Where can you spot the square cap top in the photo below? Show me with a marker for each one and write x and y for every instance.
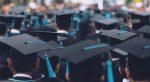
(48, 36)
(138, 47)
(107, 21)
(25, 44)
(145, 29)
(81, 51)
(118, 34)
(63, 12)
(53, 46)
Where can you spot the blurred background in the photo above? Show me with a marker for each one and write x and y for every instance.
(44, 5)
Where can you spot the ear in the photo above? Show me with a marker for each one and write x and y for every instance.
(9, 61)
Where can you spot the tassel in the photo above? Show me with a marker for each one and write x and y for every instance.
(109, 71)
(49, 67)
(67, 71)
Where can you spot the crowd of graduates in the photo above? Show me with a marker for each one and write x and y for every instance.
(70, 43)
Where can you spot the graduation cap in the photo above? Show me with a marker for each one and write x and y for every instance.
(81, 61)
(25, 44)
(138, 57)
(44, 35)
(107, 23)
(6, 19)
(63, 18)
(116, 36)
(145, 31)
(140, 19)
(17, 21)
(20, 48)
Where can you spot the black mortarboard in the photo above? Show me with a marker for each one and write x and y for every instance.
(115, 36)
(138, 57)
(84, 60)
(106, 23)
(63, 18)
(145, 31)
(54, 36)
(25, 44)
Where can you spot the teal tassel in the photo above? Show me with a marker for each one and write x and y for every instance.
(49, 67)
(109, 71)
(67, 71)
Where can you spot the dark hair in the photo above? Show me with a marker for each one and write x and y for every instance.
(3, 28)
(23, 63)
(139, 68)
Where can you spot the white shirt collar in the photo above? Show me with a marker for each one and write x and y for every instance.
(22, 75)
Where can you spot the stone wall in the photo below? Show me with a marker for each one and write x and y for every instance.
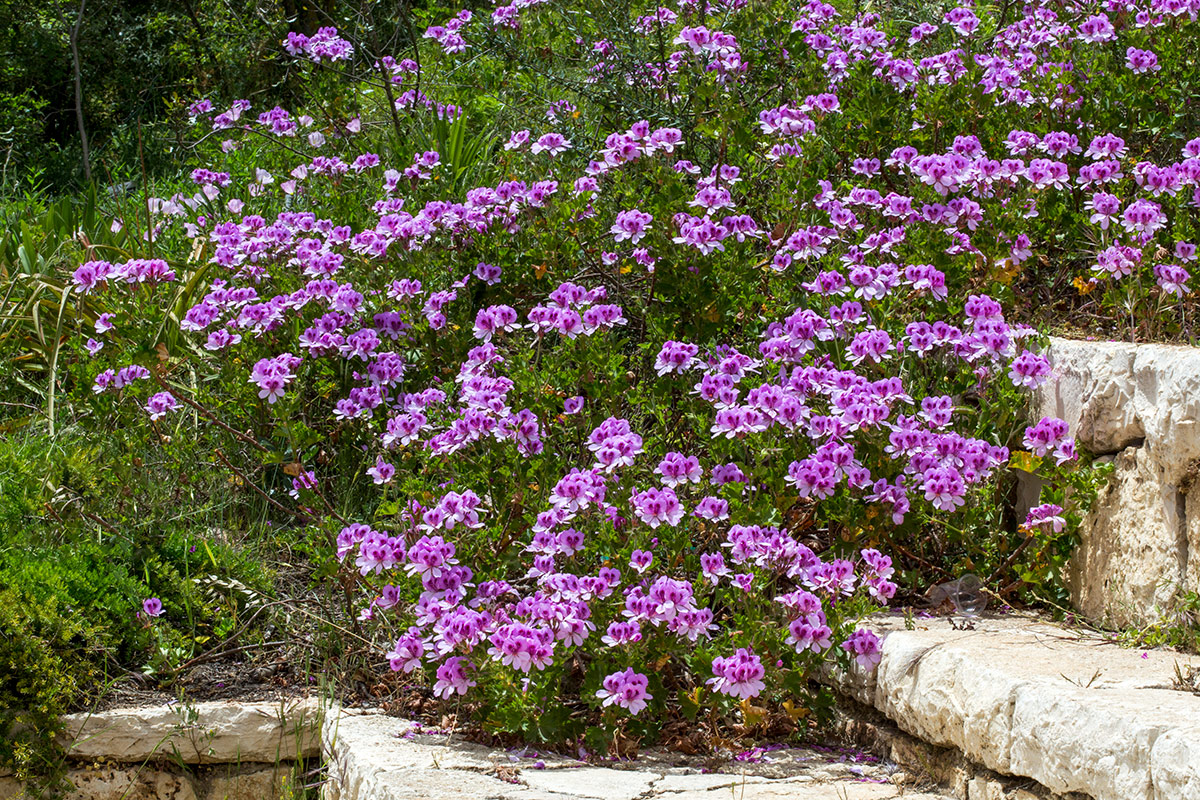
(203, 751)
(1138, 405)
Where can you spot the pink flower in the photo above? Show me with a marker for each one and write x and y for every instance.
(738, 675)
(628, 689)
(153, 607)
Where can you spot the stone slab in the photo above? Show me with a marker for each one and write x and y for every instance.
(1139, 405)
(1066, 708)
(375, 757)
(201, 733)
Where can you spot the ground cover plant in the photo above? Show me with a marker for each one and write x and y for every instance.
(615, 362)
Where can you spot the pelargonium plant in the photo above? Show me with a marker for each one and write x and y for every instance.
(634, 396)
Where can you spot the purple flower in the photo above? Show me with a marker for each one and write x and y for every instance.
(1140, 61)
(161, 404)
(453, 678)
(1047, 516)
(738, 675)
(625, 689)
(864, 645)
(631, 226)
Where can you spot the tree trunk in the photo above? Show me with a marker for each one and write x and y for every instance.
(78, 82)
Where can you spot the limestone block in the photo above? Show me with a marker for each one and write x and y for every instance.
(1095, 392)
(1133, 545)
(204, 733)
(261, 782)
(129, 783)
(1071, 710)
(1140, 402)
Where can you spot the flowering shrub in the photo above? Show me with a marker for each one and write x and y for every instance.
(604, 411)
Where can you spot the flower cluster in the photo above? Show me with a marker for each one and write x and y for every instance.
(604, 392)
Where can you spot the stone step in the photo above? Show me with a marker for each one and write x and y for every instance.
(376, 757)
(1067, 708)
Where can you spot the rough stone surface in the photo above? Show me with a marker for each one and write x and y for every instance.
(123, 782)
(247, 782)
(375, 757)
(1140, 404)
(1069, 710)
(203, 733)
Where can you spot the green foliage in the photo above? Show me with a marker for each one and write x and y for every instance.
(71, 593)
++++++
_Written request_. Only the lines from the line bearing "Where can you spot the white" to the end of the listing above, both inclusive, should be extracted verbatim; the pictures are excluded.

_Response to this task_.
Where can you spot the white shirt collar in the photo above? Show me with a marker for each one and write x and y for every instance.
(22, 75)
Where can you spot the stone wall in the photo below? Show me with a marker for each one and write x and y for every instance.
(203, 751)
(1138, 405)
Where can you spot the pink flower in the photo above? Show me with a marker for each one and write x and y for every instance.
(738, 675)
(628, 689)
(153, 607)
Where can you spot the stone slab in the photo above? Show me with a marker for each one and write x and y for every instance.
(1139, 405)
(1066, 708)
(375, 757)
(201, 733)
Where can you spot the ground cover plant in the photo above? Show me with a marker for each one and write x and y for every instance.
(615, 362)
Where can you spot the pelargonium plant in the photo above? Show me with a marker for each one and write x and y for every instance.
(634, 396)
Where can you spot the purple flower in the photo above? Show me with a marker for each one and write x and y for every instance.
(1140, 61)
(161, 404)
(453, 678)
(1047, 516)
(738, 675)
(625, 689)
(864, 645)
(631, 226)
Where can you spot the tree trunk in the photo above? Show me with a marker for each one and write x and y for every instance.
(78, 82)
Where can you spot the limestone block in the photo above? Show me with a marker for each one and write x and y for every instance.
(1095, 392)
(1133, 545)
(204, 733)
(261, 782)
(129, 783)
(1071, 710)
(1140, 402)
Where can you spot the flowering shrub in the photo above? Show me with a marker for each one and write x and y for every instance.
(604, 411)
Where can you spot the flower cluster in the photo above? Show me with a marker for each one and write x and y for every instance.
(604, 392)
Where can you spot the stone step in the photo above? Show me with a marker for each one and write x and y for every instance.
(376, 757)
(1067, 708)
Where can you spot the rough stone surface in the photo above? Show me with a marker for each one and write x and y for every instance.
(123, 782)
(247, 782)
(375, 757)
(1140, 404)
(1069, 710)
(203, 733)
Where can you spot the green foliage in the photo above? Show me with a marker for each one and write x and y for every instance.
(71, 593)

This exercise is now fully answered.